THE REQUEST:
List every line in the records below that contains the word "trunk".
· · · · · · ·
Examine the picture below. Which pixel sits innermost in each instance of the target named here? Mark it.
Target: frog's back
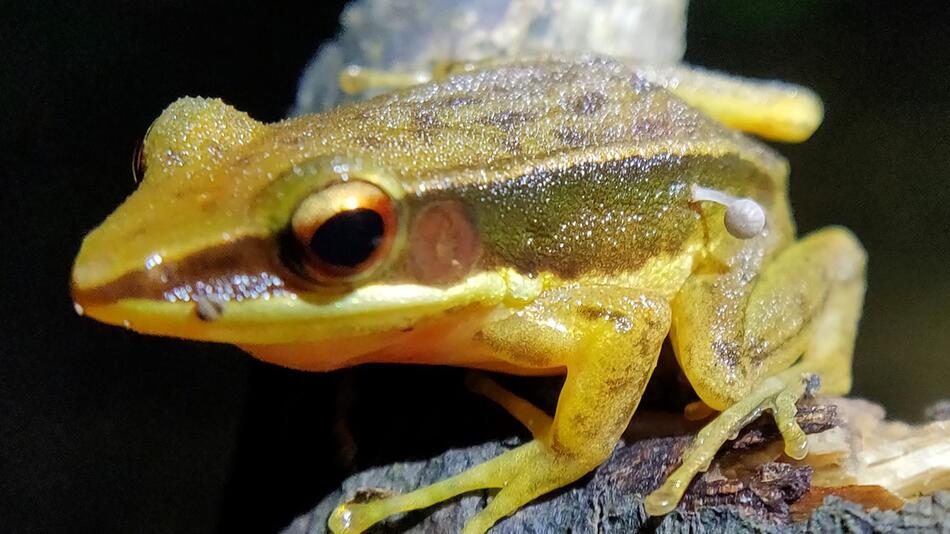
(521, 113)
(578, 168)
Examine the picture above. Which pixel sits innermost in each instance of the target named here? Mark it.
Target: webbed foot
(778, 394)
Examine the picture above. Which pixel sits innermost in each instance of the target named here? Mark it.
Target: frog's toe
(778, 394)
(784, 411)
(353, 518)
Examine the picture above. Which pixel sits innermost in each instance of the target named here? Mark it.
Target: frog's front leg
(738, 334)
(608, 339)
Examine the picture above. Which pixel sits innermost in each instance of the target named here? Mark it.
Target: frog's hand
(736, 335)
(773, 110)
(609, 342)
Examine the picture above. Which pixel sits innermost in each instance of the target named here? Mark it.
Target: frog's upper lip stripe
(245, 269)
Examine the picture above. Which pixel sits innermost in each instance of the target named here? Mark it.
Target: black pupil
(348, 238)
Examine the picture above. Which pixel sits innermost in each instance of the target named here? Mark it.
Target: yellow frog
(537, 217)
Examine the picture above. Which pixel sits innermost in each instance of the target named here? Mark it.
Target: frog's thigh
(737, 337)
(731, 331)
(608, 339)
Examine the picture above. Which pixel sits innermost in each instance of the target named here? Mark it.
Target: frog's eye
(344, 231)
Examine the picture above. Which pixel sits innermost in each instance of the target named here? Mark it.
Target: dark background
(106, 431)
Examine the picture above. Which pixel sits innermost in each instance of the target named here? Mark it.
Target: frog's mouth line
(289, 319)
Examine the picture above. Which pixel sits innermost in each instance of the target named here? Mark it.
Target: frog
(537, 217)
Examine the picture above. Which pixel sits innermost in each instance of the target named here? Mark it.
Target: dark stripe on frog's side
(603, 217)
(244, 269)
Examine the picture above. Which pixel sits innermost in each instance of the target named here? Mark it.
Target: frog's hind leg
(529, 415)
(737, 338)
(773, 110)
(609, 342)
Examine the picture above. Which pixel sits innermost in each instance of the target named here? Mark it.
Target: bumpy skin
(560, 190)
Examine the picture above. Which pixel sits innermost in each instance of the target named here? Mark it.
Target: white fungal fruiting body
(744, 217)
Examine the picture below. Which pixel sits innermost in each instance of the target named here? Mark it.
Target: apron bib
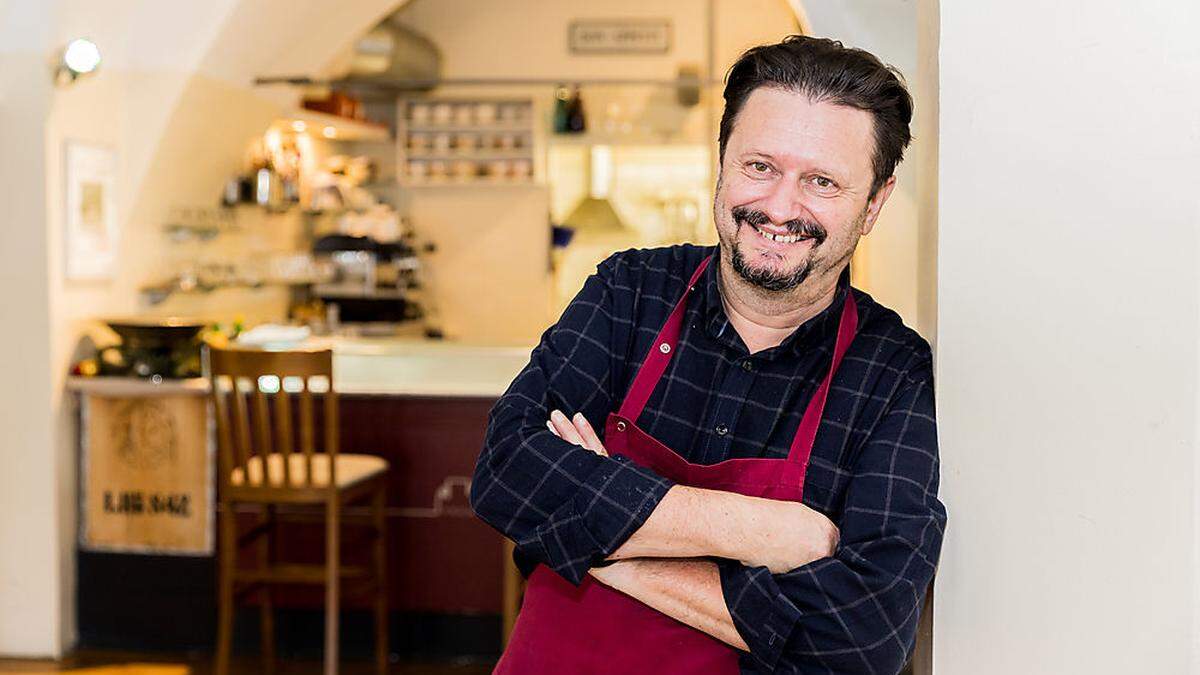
(593, 628)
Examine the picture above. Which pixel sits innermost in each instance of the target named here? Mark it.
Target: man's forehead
(783, 123)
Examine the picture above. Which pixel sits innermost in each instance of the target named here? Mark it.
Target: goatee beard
(766, 279)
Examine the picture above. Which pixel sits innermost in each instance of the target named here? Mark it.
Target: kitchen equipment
(168, 347)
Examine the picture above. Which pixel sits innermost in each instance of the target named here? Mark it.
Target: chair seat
(352, 470)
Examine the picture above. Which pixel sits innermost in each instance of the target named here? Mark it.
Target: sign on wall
(619, 36)
(147, 483)
(90, 232)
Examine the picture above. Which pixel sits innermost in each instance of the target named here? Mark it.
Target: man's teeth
(779, 238)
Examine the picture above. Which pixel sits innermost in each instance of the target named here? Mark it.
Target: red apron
(593, 628)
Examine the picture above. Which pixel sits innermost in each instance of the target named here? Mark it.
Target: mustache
(811, 230)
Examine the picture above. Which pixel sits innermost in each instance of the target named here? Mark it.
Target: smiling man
(763, 495)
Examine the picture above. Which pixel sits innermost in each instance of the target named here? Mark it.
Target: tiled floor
(120, 663)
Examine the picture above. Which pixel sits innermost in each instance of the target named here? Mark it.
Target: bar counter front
(423, 406)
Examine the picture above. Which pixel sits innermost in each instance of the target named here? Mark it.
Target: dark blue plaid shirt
(874, 470)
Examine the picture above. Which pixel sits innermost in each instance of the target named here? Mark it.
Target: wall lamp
(81, 57)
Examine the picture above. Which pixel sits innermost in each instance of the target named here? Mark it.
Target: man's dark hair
(825, 70)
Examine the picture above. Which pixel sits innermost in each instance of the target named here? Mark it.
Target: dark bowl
(167, 334)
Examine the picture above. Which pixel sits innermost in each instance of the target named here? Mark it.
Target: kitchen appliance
(369, 281)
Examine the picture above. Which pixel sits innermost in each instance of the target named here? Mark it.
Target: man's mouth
(779, 238)
(791, 232)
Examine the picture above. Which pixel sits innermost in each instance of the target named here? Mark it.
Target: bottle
(576, 120)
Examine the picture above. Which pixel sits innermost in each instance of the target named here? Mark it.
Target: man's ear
(876, 203)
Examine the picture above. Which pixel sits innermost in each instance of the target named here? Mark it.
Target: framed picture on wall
(90, 232)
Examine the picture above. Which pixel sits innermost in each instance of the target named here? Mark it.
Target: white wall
(30, 592)
(1068, 336)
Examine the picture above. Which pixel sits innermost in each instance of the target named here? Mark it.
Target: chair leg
(227, 559)
(381, 572)
(333, 508)
(267, 557)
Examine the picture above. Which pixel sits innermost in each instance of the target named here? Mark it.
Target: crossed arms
(657, 565)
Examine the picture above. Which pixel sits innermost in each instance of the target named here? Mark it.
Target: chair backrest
(252, 396)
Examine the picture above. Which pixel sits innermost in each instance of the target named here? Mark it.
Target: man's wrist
(714, 520)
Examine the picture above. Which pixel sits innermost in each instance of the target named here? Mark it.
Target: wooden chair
(268, 458)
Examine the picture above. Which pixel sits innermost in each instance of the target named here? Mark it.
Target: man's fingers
(591, 440)
(565, 429)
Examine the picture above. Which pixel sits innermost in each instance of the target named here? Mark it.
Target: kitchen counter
(370, 366)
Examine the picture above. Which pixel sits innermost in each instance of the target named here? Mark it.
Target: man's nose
(785, 202)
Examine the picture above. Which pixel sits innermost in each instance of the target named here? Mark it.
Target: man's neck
(765, 318)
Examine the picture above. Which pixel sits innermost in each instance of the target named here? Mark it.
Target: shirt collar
(813, 333)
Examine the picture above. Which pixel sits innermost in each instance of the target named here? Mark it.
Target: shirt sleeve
(562, 505)
(857, 611)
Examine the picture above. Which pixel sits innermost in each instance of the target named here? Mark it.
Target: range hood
(594, 214)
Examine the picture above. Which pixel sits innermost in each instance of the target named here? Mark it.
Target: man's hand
(695, 523)
(576, 430)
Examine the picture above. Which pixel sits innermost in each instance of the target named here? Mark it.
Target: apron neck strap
(807, 434)
(661, 351)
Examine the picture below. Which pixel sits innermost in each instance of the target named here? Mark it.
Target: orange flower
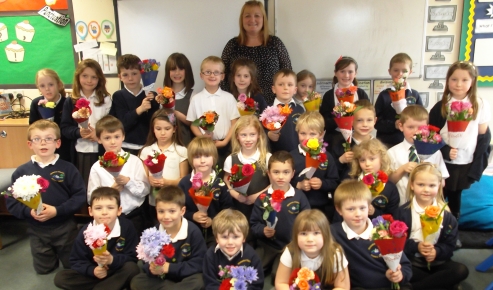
(432, 211)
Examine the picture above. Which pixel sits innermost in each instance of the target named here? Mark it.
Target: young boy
(363, 125)
(184, 269)
(118, 264)
(230, 229)
(367, 269)
(284, 87)
(53, 231)
(212, 98)
(275, 233)
(130, 104)
(132, 183)
(412, 117)
(387, 125)
(320, 186)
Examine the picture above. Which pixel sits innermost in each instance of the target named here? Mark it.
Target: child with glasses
(213, 98)
(51, 232)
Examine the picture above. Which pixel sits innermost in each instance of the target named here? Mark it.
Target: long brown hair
(100, 89)
(473, 90)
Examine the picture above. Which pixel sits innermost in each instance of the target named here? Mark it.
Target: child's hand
(394, 277)
(269, 232)
(453, 154)
(315, 183)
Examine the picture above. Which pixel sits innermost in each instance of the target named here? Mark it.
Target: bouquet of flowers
(82, 112)
(304, 279)
(148, 70)
(271, 203)
(207, 121)
(112, 162)
(346, 94)
(312, 101)
(95, 237)
(166, 97)
(397, 93)
(47, 109)
(246, 105)
(155, 164)
(274, 117)
(27, 189)
(431, 222)
(241, 175)
(375, 182)
(427, 141)
(390, 237)
(154, 247)
(459, 116)
(236, 277)
(344, 118)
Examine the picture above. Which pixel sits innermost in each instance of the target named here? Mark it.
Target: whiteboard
(196, 28)
(317, 32)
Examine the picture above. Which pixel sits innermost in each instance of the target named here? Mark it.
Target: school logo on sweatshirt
(57, 176)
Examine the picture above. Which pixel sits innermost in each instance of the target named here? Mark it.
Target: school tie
(413, 157)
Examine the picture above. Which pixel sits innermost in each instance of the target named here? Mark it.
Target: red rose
(168, 250)
(278, 195)
(247, 170)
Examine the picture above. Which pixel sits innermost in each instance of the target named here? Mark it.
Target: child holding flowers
(466, 162)
(432, 232)
(313, 247)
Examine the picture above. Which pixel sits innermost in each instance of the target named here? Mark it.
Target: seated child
(274, 233)
(412, 117)
(53, 230)
(114, 268)
(367, 269)
(230, 228)
(184, 269)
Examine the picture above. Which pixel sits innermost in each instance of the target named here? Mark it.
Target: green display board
(51, 47)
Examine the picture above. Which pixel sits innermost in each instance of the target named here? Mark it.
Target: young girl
(313, 247)
(202, 156)
(424, 189)
(467, 163)
(243, 80)
(371, 157)
(164, 137)
(51, 88)
(306, 82)
(90, 84)
(345, 72)
(249, 146)
(178, 75)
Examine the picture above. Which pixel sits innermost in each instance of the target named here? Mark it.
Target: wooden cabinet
(13, 143)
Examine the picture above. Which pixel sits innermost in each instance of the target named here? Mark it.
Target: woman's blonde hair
(242, 37)
(331, 253)
(372, 147)
(242, 123)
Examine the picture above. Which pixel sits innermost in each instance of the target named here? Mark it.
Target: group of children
(233, 230)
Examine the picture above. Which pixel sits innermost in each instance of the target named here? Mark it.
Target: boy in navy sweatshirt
(230, 229)
(184, 269)
(53, 230)
(318, 187)
(274, 233)
(117, 265)
(367, 269)
(284, 87)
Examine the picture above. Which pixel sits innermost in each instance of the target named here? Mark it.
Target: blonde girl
(249, 146)
(370, 157)
(90, 84)
(313, 246)
(467, 163)
(432, 266)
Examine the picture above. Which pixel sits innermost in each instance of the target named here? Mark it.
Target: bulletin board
(477, 39)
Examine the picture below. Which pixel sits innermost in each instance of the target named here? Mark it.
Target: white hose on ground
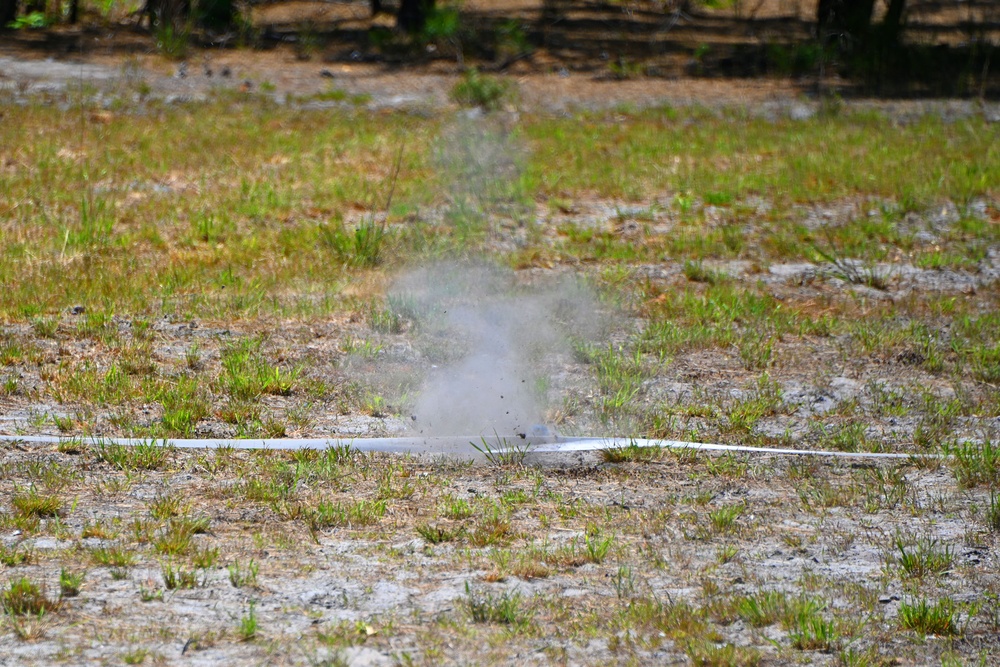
(458, 446)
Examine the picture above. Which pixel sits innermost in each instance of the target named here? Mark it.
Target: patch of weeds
(761, 609)
(632, 453)
(756, 350)
(177, 577)
(502, 452)
(707, 653)
(246, 374)
(347, 633)
(853, 271)
(697, 273)
(807, 628)
(14, 555)
(993, 513)
(480, 90)
(167, 505)
(184, 405)
(145, 455)
(34, 504)
(240, 576)
(729, 466)
(70, 582)
(763, 401)
(346, 514)
(677, 620)
(437, 533)
(364, 246)
(135, 656)
(248, 626)
(924, 618)
(848, 437)
(506, 608)
(975, 464)
(150, 593)
(869, 658)
(823, 494)
(884, 488)
(726, 553)
(113, 556)
(456, 508)
(922, 558)
(204, 559)
(723, 519)
(491, 529)
(23, 597)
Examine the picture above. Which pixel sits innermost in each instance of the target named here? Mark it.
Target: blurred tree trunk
(413, 14)
(8, 12)
(850, 18)
(173, 13)
(893, 23)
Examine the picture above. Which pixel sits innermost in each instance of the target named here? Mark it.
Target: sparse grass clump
(32, 503)
(346, 514)
(143, 455)
(23, 597)
(246, 374)
(975, 464)
(922, 558)
(506, 608)
(481, 90)
(926, 618)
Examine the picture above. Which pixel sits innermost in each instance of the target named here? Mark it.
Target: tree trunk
(413, 14)
(8, 12)
(893, 23)
(850, 18)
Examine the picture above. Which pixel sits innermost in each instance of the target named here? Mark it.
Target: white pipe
(459, 446)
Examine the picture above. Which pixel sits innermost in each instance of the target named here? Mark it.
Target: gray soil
(384, 594)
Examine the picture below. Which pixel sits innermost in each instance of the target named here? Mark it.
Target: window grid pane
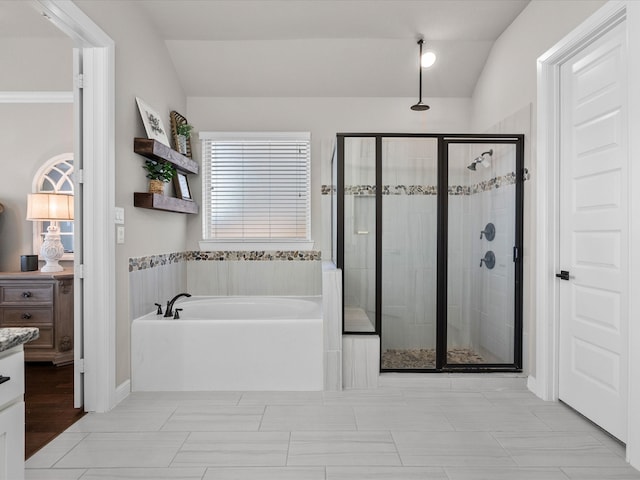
(256, 189)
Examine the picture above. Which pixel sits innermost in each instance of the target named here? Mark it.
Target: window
(55, 176)
(256, 187)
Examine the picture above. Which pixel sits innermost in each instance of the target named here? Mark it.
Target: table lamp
(51, 207)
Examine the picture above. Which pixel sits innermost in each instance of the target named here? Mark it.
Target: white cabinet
(12, 414)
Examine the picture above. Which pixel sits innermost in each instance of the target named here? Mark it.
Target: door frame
(544, 382)
(98, 146)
· · · · · · ·
RESPONSE TO THE TASK:
Target: blurred tree trunk
Target: tree trunk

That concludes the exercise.